About this task
Only the lines from the one with "POINT RULE = center" through the end of the material are wanted, copied exactly and with the pictures left out.

Information supplied
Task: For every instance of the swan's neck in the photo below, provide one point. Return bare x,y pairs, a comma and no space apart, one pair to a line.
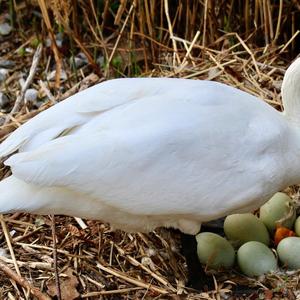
290,92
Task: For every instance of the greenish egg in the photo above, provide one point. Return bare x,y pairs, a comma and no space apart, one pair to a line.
214,251
289,252
255,259
278,208
242,228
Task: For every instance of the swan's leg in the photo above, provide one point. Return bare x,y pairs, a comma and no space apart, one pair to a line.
197,278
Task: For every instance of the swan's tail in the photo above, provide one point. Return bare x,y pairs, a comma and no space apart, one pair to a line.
16,195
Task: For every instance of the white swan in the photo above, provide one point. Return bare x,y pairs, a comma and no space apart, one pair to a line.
143,153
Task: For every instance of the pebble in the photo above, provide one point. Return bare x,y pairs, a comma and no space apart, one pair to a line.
31,95
51,76
80,60
3,74
7,64
5,29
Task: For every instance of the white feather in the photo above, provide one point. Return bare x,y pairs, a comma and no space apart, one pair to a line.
143,153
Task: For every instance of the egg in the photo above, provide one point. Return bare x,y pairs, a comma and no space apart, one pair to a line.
297,226
214,251
278,208
288,252
255,259
242,228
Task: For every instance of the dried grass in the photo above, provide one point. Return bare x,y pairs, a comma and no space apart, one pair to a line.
183,40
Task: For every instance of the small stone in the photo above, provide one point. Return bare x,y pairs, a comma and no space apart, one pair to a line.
3,252
3,101
80,60
51,76
5,29
31,95
3,74
7,64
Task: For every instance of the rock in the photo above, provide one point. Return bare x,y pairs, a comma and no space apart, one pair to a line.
80,60
5,29
31,95
3,100
51,76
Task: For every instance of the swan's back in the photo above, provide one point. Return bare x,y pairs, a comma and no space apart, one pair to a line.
160,151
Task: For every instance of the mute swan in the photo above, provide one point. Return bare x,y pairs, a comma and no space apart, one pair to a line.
142,153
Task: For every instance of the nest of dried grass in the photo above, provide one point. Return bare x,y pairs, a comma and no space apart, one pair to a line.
152,39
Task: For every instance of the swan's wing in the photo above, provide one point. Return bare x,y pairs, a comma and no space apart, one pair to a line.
185,158
80,108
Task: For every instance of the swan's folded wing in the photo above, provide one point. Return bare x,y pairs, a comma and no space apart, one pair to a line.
77,110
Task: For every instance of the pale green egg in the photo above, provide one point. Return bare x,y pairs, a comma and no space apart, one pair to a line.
255,259
214,251
242,228
278,208
289,252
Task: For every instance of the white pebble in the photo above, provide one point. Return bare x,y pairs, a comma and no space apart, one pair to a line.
31,95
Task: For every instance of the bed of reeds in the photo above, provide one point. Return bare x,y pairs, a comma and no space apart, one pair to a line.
247,44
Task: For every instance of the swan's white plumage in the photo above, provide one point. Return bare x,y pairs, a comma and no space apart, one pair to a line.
142,153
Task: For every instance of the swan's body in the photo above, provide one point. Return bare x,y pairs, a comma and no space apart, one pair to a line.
143,153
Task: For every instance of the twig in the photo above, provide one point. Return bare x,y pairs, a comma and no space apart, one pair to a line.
47,92
20,98
120,34
132,280
170,27
23,282
55,258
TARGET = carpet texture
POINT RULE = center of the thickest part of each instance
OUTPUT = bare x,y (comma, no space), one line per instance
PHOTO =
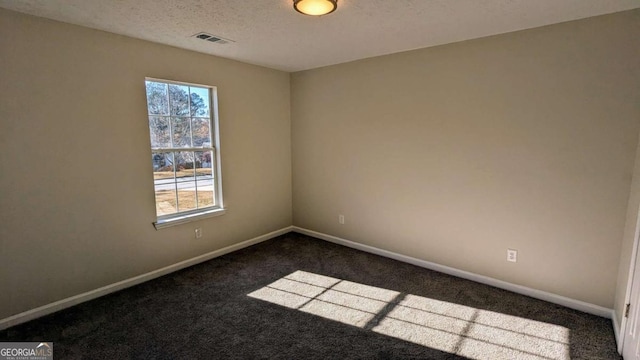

Answer below
POINT RULE = center of the thickest part of each instance
OUTPUT = bare x,y (comma, no space), one line per instance
PHOTO =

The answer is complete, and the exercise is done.